Исходный отрывок
Спустя несколько дней хозяйка попросила меня съехать, так как никак не могла привыкнуть к моему иностранному облику. Я присмотрела другую комнату, но хозяйка не разрешала детям навещать меня.

Письмо Лену:

«Вчера провела с детьми один час. Им обоим так меня не хватает. Школьному начальству визиты родителей не по душе, и оно дает понять это. Моя хозяйка тоже не разрешает мне принимать детей у себя. Тут, в школе, по-видимому, считают носовые платки вещью греховной и думают, что детям так и полагается ходить сопливыми. Но учителя и директор — милые люди, и еда неплохая. Миша чувствует себя здесь недурно. А вот Нина утратила свою веселость и добавила к собственной невоспитанности всю шкодливость окружающих ее детей. Как мне хотелось бы, чтобы она жила со мной.

Странно, что люди, еще не пережившие трудностей, черствее и нетерпимее тех, кто уже испытал на себе, что такое война».

Моя хозяйка передумала и решила сдать комнату «джентльмену». Я подыскала другое жилье, в семье священника в сельском приходе Глимптон близ Вудстока. Супруга священника допросила меня основательно: «Принадлежите ли вы к нашей церкви?.. Не правда ли, Чемберлен изумительный человек? Возносите ли вы молитвы господу? Будете по вечерам играть с нами в карты?»

Выдержав удовлетворительно этот экзамен, я получила дозволение перебраться в очаровательный дом с садом, даже, скорее, парком, через который протекает крохотная речушка.

Задание 1
Измени исходный отрывок от «Спустя несколько дней» до «жила со мной.»: перепиши этот фрагмент, поставив «домовладелица» вместо «хозяйка».

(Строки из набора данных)
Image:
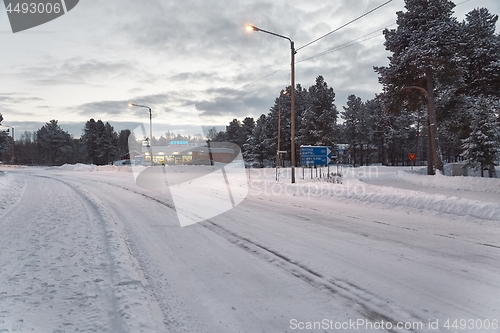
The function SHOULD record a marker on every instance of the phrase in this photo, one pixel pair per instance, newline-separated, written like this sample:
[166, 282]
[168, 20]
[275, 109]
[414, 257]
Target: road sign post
[412, 157]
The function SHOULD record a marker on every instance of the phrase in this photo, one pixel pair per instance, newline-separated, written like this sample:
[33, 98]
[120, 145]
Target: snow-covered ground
[85, 249]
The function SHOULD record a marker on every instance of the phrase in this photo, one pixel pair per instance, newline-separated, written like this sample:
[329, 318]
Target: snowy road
[92, 252]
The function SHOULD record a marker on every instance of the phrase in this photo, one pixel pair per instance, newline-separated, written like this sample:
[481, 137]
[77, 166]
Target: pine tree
[482, 147]
[320, 116]
[424, 48]
[351, 115]
[481, 54]
[54, 144]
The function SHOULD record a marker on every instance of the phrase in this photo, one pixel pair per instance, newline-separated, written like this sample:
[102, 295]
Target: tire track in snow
[122, 285]
[54, 273]
[358, 297]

Задание 2
Оформи все строки из набора данных как JSON-список строк, где каждой строке соответствует один элемент, а пустые строки пропущены. Изображения в ответ не включай.

Полный ответ 1
Спустя несколько дней домовладелица попросила меня съехать, так как никак не могла привыкнуть к моему иностранному облику. Я присмотрела другую комнату, но домовладелица не разрешала детям навещать меня.

Письмо Лену:

«Вчера провела с детьми один час. Им обоим так меня не хватает. Школьному начальству визиты родителей не по душе, и оно дает понять это. Моя домовладелица тоже не разрешает мне принимать детей у себя. Тут, в школе, по-видимому, считают носовые платки вещью греховной и думают, что детям так и полагается ходить сопливыми. Но учителя и директор — милые люди, и еда неплохая. Миша чувствует себя здесь недурно. А вот Нина утратила свою веселость и добавила к собственной невоспитанности всю шкодливость окружающих ее детей. Как мне хотелось бы, чтобы она жила со мной.

Полный ответ 2
[
  "Image:",
  "The function SHOULD record a marker on every instance of the phrase in this photo, one pixel pair per instance, newline-separated, written like this sample:",
  "[166, 282]",
  "[168, 20]",
  "[275, 109]",
  "[414, 257]",
  "Target: road sign post",
  "[412, 157]",
  "The function SHOULD record a marker on every instance of the phrase in this photo, one pixel pair per instance, newline-separated, written like this sample:",
  "[33, 98]",
  "[120, 145]",
  "Target: snow-covered ground",
  "[85, 249]",
  "The function SHOULD record a marker on every instance of the phrase in this photo, one pixel pair per instance, newline-separated, written like this sample:",
  "[329, 318]",
  "Target: snowy road",
  "[92, 252]",
  "The function SHOULD record a marker on every instance of the phrase in this photo, one pixel pair per instance, newline-separated, written like this sample:",
  "[481, 137]",
  "[77, 166]",
  "Target: pine tree",
  "[482, 147]",
  "[320, 116]",
  "[424, 48]",
  "[351, 115]",
  "[481, 54]",
  "[54, 144]",
  "The function SHOULD record a marker on every instance of the phrase in this photo, one pixel pair per instance, newline-separated, written like this sample:",
  "[102, 295]",
  "Target: tire track in snow",
  "[122, 285]",
  "[54, 273]",
  "[358, 297]"
]